- [Task details]: Copy out, word for word, the lines in the records below from the line with "the man with" to the line with "pixel 68 523", and nothing else.

- [Material for this task]:
###

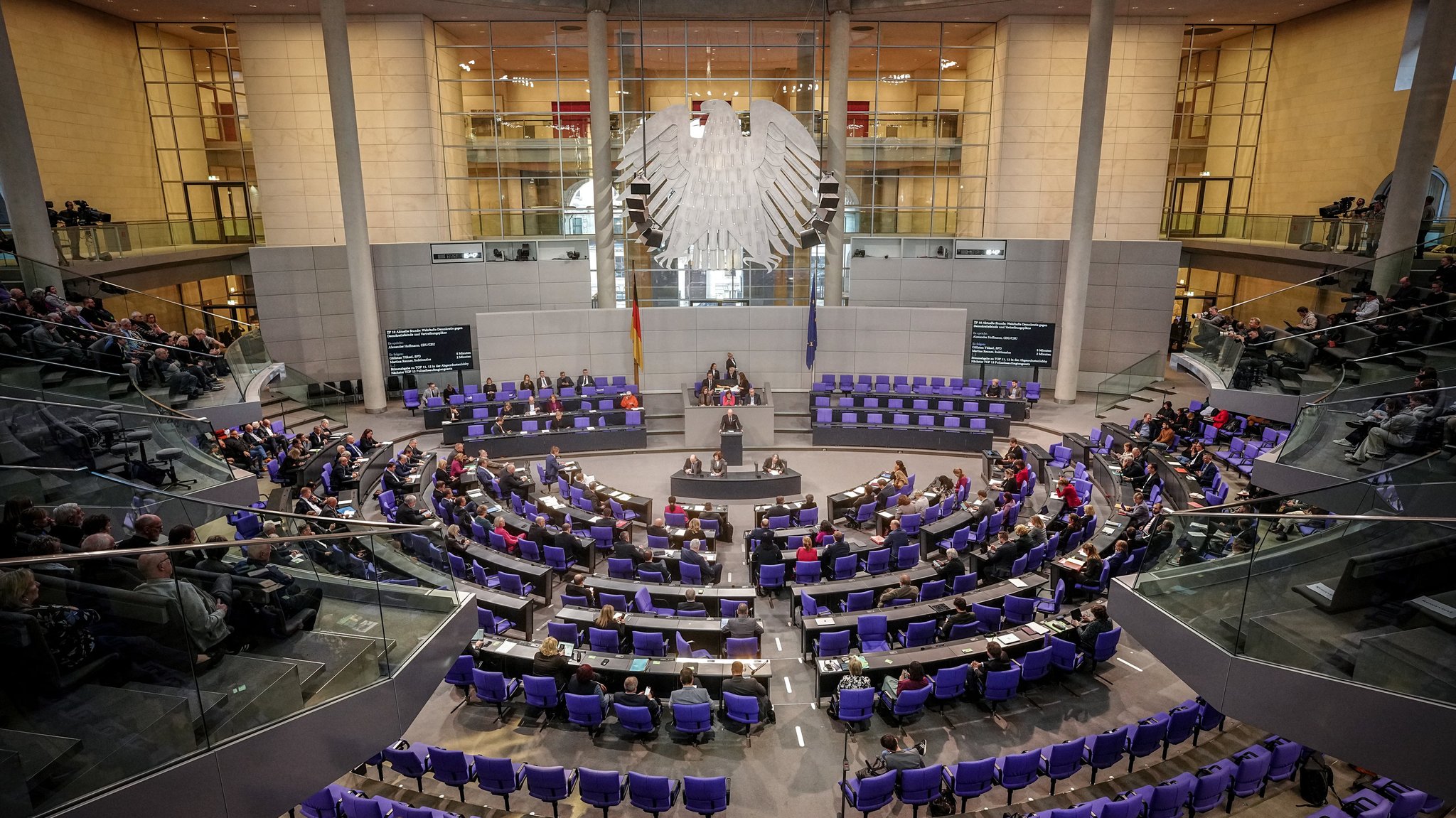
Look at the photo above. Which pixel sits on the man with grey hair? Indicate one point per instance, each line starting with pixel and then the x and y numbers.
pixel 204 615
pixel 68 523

###

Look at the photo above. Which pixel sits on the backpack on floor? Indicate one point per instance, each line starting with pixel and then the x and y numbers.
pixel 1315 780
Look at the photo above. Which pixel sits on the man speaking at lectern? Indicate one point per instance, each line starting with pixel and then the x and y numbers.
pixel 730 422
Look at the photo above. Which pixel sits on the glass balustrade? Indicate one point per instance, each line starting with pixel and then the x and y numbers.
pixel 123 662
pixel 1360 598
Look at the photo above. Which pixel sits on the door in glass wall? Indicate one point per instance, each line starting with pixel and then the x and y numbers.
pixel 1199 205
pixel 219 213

###

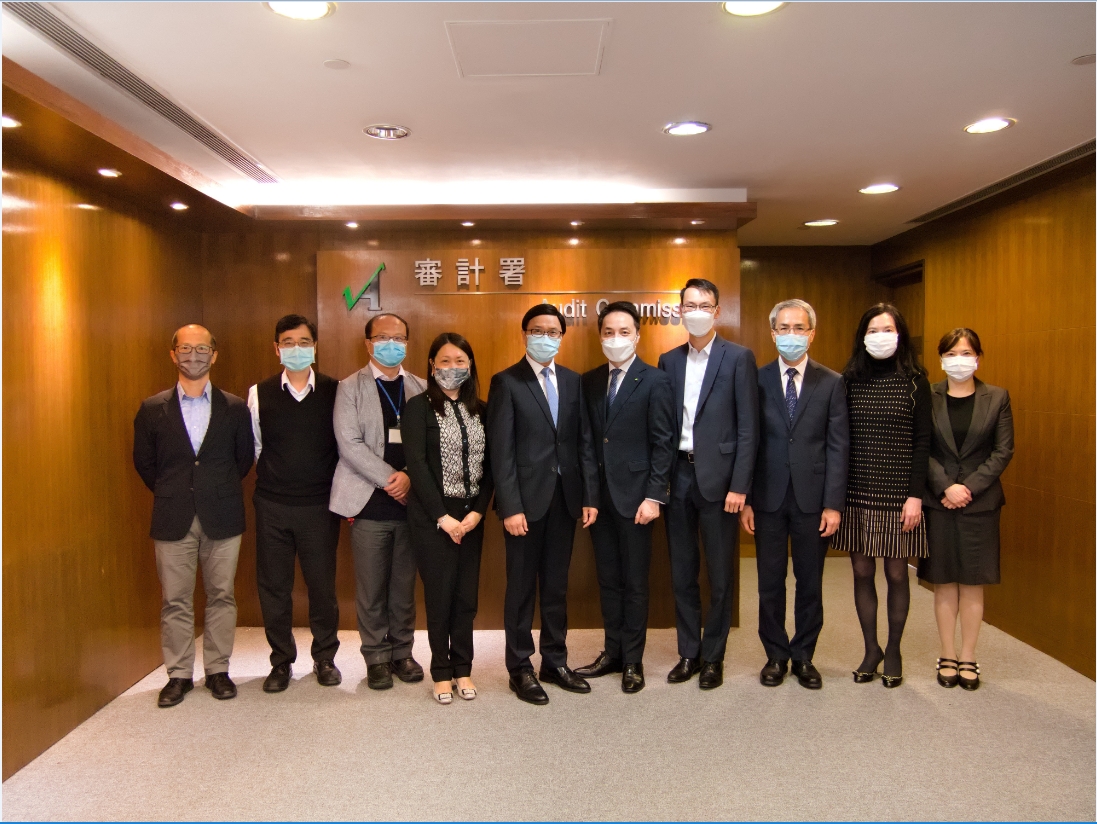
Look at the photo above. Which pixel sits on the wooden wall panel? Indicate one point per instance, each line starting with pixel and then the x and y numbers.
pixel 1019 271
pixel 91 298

###

- [Answer for this exercise]:
Look at the photo above. Which pixel sits on the man with grey hair? Indicate one point per instance, each line starting with pixel and then the x and y numbers.
pixel 204 615
pixel 68 523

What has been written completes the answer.